__Work order__
The passage on the cost of paper documents names several advantages of electronic publishing in a list. Give each of those advantages in a short phrase.

One of the largest drains on corporate funds and productivity still haunting most organizations today is the seeming endless reliance on paper documents. Thirty years after the PC revolution put computing power in the hands of virtually every employe, almost all documents are created electronically. Typewriters, once a universal office tool, are regulated to museums. Yet paper documents are everywhere in offices today, and executives are even known to print their e-mail.
The direct cost of this is huge. A 2008 white paper by GreenPrint Technologies, for instance, estimated that the average employee prints 10,000 sheets of paper a year at a cost of $.06 to $.13 per sheet, for a total cost of $600 to $1,300 per employee. Multiply that by the number of office workers in a corporation and it becomes a staggering, and mostly unnecessary, sum.
But eliminating paper isn't just about cutting operating costs. Electronic publishing has numerous advantages and is an important part of any business strategy to support mobile business computing. Among the most important are:
- Electronic documents can contain live links: This is one of the primary advantages of electronic publishing beyond the cost savings, allowing readers to drill down to more detailed information on important topics.
- Electronic documents can be available to everyone who needs them instantly, regardless of the users' physical locations worldwide. Not only are electronic documents available at all corporate offices as soon as they are published, they are also available to authorized readers who are out of the office, including outside sales and support personnel and traveling executives.
- Electronic publishing ensures that everybody is using the most up-to-date copy. Documents change, and keeping paper copies up-to-date can be very demanding and simultaneously very important. This is particularly true of large “living” documents such as repair manuals. But it is also important for small, vital documents such as price lists and other sales collateral. An outside salesperson who hasn't received the latest price sheet might quote an incorrect price to a customer, creating an embarrassing situation. Because electronic publishing only maintains one, master document that all users access, updating is assured.
- Documents are more secure. Paper documents can be mishandled, lost, stolen, or purposely copied and shared with unauthorized individuals. Perhaps the most dramatic such case was a Sunday IRA bombing of a London bank office building. No one was injured, but hundreds of pages of confidential information were blown out the shattered windows to fall onto the street below. In another case that became famous during the HIPAA debates of the 1990s, the medical records of a then famous female figure skating champion involved in a one-car accident became public when an overworked nurse left the paper file on the nursing station counter, where a reporter read the skater's blood alcohol level. The personal data was front-page news the next morning.

__Records provided__
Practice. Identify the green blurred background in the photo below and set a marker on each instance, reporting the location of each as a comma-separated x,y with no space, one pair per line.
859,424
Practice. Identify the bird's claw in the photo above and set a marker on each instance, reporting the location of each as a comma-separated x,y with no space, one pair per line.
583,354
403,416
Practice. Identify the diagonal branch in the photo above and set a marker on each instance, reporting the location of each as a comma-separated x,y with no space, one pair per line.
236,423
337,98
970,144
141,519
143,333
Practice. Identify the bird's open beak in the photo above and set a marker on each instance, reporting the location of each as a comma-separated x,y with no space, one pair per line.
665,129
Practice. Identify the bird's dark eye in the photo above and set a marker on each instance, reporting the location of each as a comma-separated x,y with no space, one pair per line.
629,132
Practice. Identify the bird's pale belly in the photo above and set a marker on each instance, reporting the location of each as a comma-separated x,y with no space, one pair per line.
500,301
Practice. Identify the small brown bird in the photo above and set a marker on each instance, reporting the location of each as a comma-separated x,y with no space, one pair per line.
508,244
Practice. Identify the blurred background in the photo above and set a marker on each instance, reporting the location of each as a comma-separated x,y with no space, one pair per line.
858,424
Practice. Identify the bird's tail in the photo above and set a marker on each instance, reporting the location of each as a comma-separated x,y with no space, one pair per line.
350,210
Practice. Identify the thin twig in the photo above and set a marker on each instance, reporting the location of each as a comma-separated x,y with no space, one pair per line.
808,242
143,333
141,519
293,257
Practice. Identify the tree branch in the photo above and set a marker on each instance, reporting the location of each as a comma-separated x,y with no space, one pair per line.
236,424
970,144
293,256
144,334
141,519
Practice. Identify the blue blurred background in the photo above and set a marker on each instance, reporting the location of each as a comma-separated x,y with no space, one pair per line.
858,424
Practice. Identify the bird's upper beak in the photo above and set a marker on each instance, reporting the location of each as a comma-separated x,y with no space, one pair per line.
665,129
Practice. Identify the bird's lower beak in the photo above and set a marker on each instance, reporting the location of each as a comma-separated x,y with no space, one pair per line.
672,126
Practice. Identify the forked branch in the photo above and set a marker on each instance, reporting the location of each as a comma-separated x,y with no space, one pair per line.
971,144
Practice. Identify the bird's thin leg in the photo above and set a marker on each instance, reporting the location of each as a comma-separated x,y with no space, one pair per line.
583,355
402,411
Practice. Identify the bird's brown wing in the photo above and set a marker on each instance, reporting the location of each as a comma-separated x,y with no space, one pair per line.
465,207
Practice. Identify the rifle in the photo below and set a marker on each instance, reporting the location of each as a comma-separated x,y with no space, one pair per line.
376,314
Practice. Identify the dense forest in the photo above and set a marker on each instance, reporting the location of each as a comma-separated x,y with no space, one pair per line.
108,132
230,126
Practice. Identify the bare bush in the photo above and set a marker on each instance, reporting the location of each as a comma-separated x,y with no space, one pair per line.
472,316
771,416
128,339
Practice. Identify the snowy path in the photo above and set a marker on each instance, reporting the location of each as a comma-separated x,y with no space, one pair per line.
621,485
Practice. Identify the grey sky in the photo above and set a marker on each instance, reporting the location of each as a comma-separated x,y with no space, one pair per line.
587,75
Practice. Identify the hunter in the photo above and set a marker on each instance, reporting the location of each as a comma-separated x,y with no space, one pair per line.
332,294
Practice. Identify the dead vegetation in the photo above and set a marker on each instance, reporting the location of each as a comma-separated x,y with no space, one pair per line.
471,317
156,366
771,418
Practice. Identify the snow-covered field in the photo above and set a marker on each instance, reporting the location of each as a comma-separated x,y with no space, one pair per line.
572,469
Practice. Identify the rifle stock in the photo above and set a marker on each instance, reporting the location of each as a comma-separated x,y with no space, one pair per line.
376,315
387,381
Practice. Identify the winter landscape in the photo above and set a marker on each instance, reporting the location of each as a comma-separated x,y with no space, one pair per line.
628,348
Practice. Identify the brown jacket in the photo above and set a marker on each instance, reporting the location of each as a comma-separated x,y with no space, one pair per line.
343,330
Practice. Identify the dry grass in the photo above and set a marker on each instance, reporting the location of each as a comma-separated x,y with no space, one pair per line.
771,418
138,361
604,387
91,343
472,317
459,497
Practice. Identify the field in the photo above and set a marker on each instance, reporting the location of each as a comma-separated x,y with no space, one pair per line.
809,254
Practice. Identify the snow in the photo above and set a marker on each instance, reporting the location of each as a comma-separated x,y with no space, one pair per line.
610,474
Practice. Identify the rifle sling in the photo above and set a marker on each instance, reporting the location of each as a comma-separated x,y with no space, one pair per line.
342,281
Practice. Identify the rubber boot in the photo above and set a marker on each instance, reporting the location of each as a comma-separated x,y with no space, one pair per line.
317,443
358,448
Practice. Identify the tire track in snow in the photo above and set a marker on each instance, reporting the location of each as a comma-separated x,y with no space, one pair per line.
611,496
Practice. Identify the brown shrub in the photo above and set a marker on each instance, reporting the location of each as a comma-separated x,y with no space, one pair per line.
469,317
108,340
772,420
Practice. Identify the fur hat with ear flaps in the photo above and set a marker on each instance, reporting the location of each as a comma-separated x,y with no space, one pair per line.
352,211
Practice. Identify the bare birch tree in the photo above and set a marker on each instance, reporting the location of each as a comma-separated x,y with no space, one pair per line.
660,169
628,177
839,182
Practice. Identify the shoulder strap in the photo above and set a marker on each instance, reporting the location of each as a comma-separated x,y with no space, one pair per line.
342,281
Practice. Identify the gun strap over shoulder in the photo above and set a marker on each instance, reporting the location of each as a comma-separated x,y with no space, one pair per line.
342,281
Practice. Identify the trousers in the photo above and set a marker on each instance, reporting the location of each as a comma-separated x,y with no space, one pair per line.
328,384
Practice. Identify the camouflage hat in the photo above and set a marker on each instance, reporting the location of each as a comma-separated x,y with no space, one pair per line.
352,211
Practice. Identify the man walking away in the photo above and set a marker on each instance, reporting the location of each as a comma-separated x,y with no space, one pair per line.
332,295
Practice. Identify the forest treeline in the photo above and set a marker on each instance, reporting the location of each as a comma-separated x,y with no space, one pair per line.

__Exercise result__
- Electronic documents can contain live links.
- Electronic documents can be available instantly to everyone who needs them, wherever they are.
- Everybody uses the most up-to-date copy.
- Documents are more secure.